Триумфально, с языком на плече, вступаю на покорённую вершину. На вершине обнаруживается обычный жилой квартал. И маршрутная разметка. Разметка ведёт в двух направлениях. Иду по ней в одну сторону и замечаю, что спускаюсь обратно к морю. Путём применения дедуктивного анализа устанавливаю: это и есть та дорога, по которой мне изначально и следовало подниматься. Ровная и асфальтовая. Надо полагать, в какой-то момент я просто свернул не туда. Да, я не очень умный.

Через пару-тройку километров асфальт вместе с окружающими домами вновь заканчивается и сменяется средней паршивости грунтовкой. От самого побережья не встречал практически ни одного человека. Всё вымершее, видимо, из-за жары.

Притормаживает единственная попутная машина, водитель спрашивает, не надо ли меня подвезти. Искушение велико, но пешеходно-туристическая гордость пересиливает. Через километр вижу его вновь, он стоит на обочине и срезает с кустов какие-то ветки. Интересуюсь: а где, собственно, толпы туристов, которые, по идее, должны здесь бродить? Натыкаюсь на удивлённый взгляд. Все нормальные туристы, по его представлениям, сидят в отелях на берегу. И правильно сидят. Уверен ли, мол, я в том, что делаю, и понимаю ли, что такая прогулка в такую погоду обойдётся в десяток килограммов скинутого веса? Я далеко не уверен, но предпочитаю в этом не сознаваться. Даже себе.

Дорога забирает вверх всё круче, выжженный солнцем коричнево-бурый пейзаж не радует никак. В какой-то момент осознаю, что напрочь утратил физическую способность переставлять ноги. Нахожу единственный чахлый куст, сваливаюсь в его – относительную – тень и мгновенно засыпаю. Или теряю сознание, затрудняюсь сказать.

Просыпаюсь через час. Стало получше. Потихоньку добираюсь до первого перевала, встаю на гребень, сморю на следующую долину… И впервые за день – да и вообще впервые – понимаю, что всё это делаю не зря. Изумрудная зелень, белеющие далеко под ногами аккуратные домики с красными черепичными крышами, ослепительные блики отражающегося в стёклах солнца, террасы виноградников на склонах, размытые маревом силуэты гор – уже настоящих высоких и серьёзных гор – на горизонте…


Впервые в Италии, в маленькой деревенской гостинице неподалёку от Бергамо, я очутился года четыре назад. В общем-то, совершенно случайно. Знания мои об этой стране в те времена ограничивались известной формулой трёх М: макароны, мандолины, мафия.

**СОБРАННЫЕ ДАННЫЕ:**
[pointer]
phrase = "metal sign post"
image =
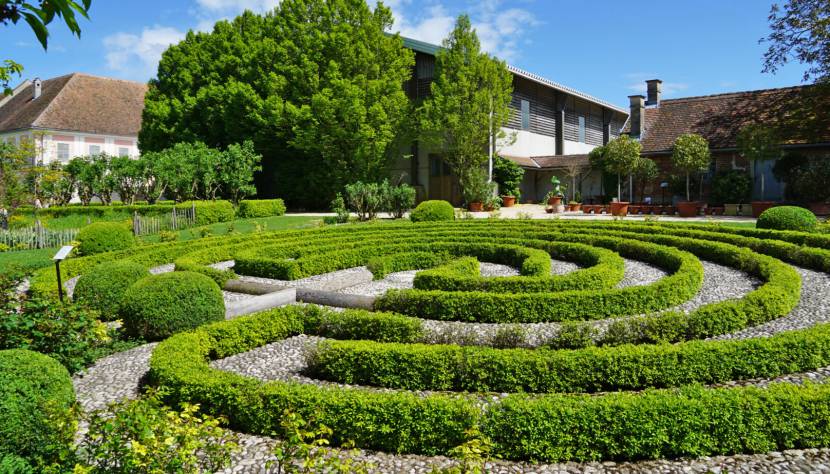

**ЗАДАЧА A:** Где, по представлениям водителя попутной машины из фрагмента документа о пешей прогулке, сидят все нормальные туристы?
**ЗАДАЧА B:** Продолжите фрагмент документа о пешей прогулке по Италии, начав сразу после его последнего предложения.

**РЕЗУЛЬТАТ A:** В отелях на берегу.

**РЕЗУЛЬТАТ B:**
Было ранее утро. Я отдёрнул штору и посмотрел в окно. Скажем прямо: та часть Паданской равнины – не самый живописный уголок мира. Особенно в конце зимы. Монотонный аграрный пейзаж. Но вдалеке, там, за полями и деревушками, высились горы. И над горами вставало солнце.

В итальянском языке есть выражение: colpo di fulmine. Дословно – «удар молнии». «Любовь с первого взгляда» – по смыслу. Тогда я взял стул, поставил его перед окном и около часа заворожённо просидел без движения.

Сейчас я стою над расстилающейся под ногами долиной. Смотрю на те самые горы. И наконец-то понимаю, куда и зачем иду. Я иду знакомиться со страной, в которую однажды имел неосторожность влюбиться.


На радостях от совершённого открытия допиваю остатки воды. В любом случае по моим прикидкам вожделенный ресторан должен быть уже близко. Вместо обеда, однако, получаю долгий путь по гребню вокруг долины. Ниже на склонах виднеются редкие жилые строения, но на заведения общественного питания они похожи не очень. Да и ведущих к ним ответвлений тропы я не нахожу.

Зато в изобилии попадаются бетонные доты, пулемётные гнёзда и прочие оборонительные сооружения довоенных и военных времён. Здесь Альта Виа проходит почти по самой итальяно-французской границе. Залезать внутрь не рискую из опасения, что в обозримом будущем наступление французских войск не состоится, а следовательно, если в темноте переломаю руки и ноги, искать и вытаскивать меня будет некому.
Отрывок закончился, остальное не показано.